- _Seite_:
Das Land der durchlöcherten Städte

Seit 1945 hieß für die deutschen Kommunen das Leitbild immer „Wachstum“. Sie werden sich ein neues suchen müssen

Themen wie Stadtschrumpfung werden von den Städten oft als Bedrohung aufgefasst

Die Prognosen sind düster: immer mehr alte, sterbende Menschen bei immer weniger jungen, die sich um sie kümmern können. Krankenhäuser, die ehemalige Säuglingsstationen zu Sterbezimmern umbauen. Stadtteile, in denen nur noch alte Menschen leben – oder überhaupt niemand mehr.

Doch die Kommunen reagieren zäh auf die Daten von morgen. „Die Diskussion ist sehr angstbesetzt“, sagt Richard Reschl von der Kommunalentwicklung LEG Baden-Württemberg. „Seit 1945 hieß das Leitbild der deutschen Städte immer ‚Wachstum‘.“ Noch heute würden in Deutschland täglich 129 Hektar Fläche neu bebaut. „Themen wie Stadtschrumpfung oder Bevölkerungsweggang werden oft als Bedrohung aufgefasst“, erklärt Reschl die Lethargie vieler Kommunen.

Um den Prozess anzuregen, hatte das Bundesministerium für Bildung und Forschung BMBF 21 Städte aufgefordert, ein Zukunftsszenario für sich zu entwerfen. Das Ergebnis, das unter dem Titel „Stadt 2030“ in diesem Monat vorgestellt wird, zeigt, dass der demografische Wandel regional sehr unterschiedliche Auswirkungen auf das Bild der Städte haben wird.

- _Arbeitsauftrag_: Kannst du den obigen Artikel über schrumpfende Städte vollständig und wortgetreu abschreiben?

Auszüge aus einem Datensatz mit Ortsannotationen:

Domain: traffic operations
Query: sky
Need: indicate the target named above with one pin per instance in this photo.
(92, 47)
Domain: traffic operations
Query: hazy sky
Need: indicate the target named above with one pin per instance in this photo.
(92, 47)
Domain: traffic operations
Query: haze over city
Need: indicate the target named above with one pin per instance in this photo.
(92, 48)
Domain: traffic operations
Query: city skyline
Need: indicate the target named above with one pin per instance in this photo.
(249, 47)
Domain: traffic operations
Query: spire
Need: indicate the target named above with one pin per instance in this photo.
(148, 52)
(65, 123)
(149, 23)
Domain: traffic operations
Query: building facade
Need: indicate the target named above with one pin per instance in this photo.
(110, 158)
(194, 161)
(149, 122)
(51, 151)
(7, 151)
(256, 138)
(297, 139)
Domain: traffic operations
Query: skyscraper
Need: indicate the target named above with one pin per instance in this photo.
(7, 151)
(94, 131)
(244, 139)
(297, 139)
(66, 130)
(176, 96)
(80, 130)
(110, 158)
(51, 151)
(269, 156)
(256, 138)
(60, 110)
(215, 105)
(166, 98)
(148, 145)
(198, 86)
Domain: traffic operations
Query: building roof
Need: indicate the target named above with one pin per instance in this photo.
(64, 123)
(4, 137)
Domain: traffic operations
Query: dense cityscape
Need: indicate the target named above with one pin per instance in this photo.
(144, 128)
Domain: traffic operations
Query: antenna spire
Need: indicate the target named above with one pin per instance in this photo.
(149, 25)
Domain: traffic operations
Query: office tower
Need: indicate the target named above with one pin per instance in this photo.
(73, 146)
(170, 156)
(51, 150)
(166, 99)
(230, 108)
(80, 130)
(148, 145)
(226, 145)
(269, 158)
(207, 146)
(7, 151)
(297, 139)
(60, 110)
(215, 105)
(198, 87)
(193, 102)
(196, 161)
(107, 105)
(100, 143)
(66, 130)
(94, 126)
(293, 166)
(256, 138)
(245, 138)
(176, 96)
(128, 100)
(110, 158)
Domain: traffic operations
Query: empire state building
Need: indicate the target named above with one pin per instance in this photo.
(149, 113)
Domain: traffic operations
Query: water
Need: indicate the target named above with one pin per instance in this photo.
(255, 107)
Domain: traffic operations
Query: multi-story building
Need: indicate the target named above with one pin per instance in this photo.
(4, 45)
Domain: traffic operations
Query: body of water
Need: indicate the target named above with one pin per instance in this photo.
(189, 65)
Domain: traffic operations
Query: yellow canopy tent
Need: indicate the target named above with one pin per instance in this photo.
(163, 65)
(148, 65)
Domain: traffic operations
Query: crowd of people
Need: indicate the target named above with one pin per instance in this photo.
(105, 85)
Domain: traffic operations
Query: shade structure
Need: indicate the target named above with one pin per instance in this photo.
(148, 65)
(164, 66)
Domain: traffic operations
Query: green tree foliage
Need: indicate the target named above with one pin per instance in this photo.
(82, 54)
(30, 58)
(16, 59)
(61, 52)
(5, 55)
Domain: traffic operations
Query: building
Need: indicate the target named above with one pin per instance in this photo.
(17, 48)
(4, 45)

- _Vollständige Ausgabe_:
Das Land der durchlöcherten Städte

Seit 1945 hieß für die deutschen Kommunen das Leitbild immer „Wachstum“. Sie werden sich ein neues suchen müssen

Themen wie Stadtschrumpfung werden von den Städten oft als Bedrohung aufgefasst

Die Prognosen sind düster: immer mehr alte, sterbende Menschen bei immer weniger jungen, die sich um sie kümmern können. Krankenhäuser, die ehemalige Säuglingsstationen zu Sterbezimmern umbauen. Stadtteile, in denen nur noch alte Menschen leben – oder überhaupt niemand mehr.

Doch die Kommunen reagieren zäh auf die Daten von morgen. „Die Diskussion ist sehr angstbesetzt“, sagt Richard Reschl von der Kommunalentwicklung LEG Baden-Württemberg. „Seit 1945 hieß das Leitbild der deutschen Städte immer ‚Wachstum‘.“ Noch heute würden in Deutschland täglich 129 Hektar Fläche neu bebaut. „Themen wie Stadtschrumpfung oder Bevölkerungsweggang werden oft als Bedrohung aufgefasst“, erklärt Reschl die Lethargie vieler Kommunen.

Um den Prozess anzuregen, hatte das Bundesministerium für Bildung und Forschung BMBF 21 Städte aufgefordert, ein Zukunftsszenario für sich zu entwerfen. Das Ergebnis, das unter dem Titel „Stadt 2030“ in diesem Monat vorgestellt wird, zeigt, dass der demografische Wandel regional sehr unterschiedliche Auswirkungen auf das Bild der Städte haben wird.